▶ **GIVEN EXERCISE**
Return every line in the rows below that contains the string "cluster". Case counts.

◇ ◇ ◇ ◇ ◇ ◇ ◇

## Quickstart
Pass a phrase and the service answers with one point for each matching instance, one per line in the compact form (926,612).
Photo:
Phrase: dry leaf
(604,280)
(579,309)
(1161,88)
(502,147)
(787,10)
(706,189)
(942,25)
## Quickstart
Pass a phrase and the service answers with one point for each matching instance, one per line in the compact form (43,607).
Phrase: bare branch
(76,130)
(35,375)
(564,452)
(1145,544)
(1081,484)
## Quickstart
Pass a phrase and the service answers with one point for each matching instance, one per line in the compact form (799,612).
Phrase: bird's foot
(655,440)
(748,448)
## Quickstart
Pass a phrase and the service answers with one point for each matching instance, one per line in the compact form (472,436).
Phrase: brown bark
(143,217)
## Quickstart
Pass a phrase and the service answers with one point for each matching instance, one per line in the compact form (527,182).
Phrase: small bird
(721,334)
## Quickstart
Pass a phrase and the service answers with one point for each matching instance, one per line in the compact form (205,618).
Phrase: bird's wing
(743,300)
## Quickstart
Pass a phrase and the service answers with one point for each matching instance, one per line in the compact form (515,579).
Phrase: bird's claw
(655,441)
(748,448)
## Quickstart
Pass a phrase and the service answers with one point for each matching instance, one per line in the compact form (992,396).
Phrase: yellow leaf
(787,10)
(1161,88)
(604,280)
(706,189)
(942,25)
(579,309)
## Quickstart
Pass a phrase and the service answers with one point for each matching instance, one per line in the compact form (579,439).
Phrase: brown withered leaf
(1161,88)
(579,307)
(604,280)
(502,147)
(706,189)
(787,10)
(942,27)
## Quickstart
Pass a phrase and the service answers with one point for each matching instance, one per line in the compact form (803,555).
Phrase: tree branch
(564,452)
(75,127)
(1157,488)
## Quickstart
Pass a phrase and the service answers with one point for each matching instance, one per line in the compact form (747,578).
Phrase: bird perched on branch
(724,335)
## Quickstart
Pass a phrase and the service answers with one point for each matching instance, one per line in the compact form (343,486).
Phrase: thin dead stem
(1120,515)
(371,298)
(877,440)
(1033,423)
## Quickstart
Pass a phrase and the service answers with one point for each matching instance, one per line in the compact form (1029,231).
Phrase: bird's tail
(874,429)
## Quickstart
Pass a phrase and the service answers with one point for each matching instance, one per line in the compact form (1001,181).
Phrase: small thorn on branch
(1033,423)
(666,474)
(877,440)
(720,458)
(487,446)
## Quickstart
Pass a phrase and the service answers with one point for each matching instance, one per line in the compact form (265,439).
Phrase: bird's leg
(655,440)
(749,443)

◇ ◇ ◇ ◇ ◇ ◇ ◇

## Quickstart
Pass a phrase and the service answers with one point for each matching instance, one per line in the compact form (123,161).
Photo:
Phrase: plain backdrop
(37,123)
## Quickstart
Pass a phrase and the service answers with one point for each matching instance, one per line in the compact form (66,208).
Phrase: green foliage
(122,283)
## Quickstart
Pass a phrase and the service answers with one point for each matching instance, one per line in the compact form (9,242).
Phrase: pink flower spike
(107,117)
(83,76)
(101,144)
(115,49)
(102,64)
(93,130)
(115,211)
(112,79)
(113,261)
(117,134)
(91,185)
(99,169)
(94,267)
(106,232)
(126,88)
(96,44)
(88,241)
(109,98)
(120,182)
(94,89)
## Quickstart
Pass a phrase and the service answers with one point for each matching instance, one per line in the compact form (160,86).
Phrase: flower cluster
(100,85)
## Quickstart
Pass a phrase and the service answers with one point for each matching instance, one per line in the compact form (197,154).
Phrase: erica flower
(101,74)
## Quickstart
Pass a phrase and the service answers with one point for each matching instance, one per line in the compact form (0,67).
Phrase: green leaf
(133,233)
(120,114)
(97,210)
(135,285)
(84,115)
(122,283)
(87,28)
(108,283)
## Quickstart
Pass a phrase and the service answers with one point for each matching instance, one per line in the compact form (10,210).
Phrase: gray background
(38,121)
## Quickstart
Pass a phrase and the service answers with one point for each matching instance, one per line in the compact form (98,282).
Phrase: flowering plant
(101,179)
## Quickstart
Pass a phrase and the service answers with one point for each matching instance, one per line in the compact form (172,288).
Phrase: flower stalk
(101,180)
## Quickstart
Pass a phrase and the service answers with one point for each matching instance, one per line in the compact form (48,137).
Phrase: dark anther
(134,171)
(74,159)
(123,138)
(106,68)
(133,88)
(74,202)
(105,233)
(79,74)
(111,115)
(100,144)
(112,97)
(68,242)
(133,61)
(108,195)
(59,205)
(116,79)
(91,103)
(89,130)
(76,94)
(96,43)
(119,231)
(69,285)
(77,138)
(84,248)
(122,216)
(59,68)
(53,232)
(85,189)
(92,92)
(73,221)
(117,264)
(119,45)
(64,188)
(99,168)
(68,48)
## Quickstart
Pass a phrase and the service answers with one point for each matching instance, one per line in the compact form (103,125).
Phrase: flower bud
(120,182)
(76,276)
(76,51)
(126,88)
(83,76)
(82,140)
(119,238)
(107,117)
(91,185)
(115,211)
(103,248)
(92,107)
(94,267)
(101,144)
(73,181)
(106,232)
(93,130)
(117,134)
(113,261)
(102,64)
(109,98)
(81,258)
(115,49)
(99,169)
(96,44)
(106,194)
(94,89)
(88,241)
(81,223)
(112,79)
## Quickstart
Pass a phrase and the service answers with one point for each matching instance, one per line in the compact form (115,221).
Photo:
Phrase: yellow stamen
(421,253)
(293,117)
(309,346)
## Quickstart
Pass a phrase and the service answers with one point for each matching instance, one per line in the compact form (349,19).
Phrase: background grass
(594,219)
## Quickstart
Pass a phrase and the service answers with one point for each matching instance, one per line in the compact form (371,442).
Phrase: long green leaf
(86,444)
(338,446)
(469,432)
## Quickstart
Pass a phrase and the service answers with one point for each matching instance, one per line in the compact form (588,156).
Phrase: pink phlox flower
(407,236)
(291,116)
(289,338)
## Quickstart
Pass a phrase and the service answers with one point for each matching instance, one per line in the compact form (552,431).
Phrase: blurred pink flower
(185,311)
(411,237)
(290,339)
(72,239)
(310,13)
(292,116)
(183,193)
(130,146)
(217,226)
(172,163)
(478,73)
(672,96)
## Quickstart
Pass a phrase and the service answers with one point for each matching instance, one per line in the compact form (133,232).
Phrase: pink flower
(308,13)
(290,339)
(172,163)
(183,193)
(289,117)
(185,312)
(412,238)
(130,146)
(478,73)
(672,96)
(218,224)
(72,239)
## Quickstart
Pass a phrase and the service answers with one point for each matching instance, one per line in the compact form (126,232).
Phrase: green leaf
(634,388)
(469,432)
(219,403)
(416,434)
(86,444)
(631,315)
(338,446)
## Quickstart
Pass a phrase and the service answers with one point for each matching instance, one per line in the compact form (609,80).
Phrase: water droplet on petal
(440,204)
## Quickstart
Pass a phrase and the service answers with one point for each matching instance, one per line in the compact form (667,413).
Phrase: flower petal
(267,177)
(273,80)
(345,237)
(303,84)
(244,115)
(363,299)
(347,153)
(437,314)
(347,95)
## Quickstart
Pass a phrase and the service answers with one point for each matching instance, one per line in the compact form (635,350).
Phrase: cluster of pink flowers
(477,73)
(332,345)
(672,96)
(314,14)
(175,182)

◇ ◇ ◇ ◇ ◇ ◇ ◇

▶ **CORRECT OUTPUT**
Phrase: flower cluster
Phrase: cluster of pink flowers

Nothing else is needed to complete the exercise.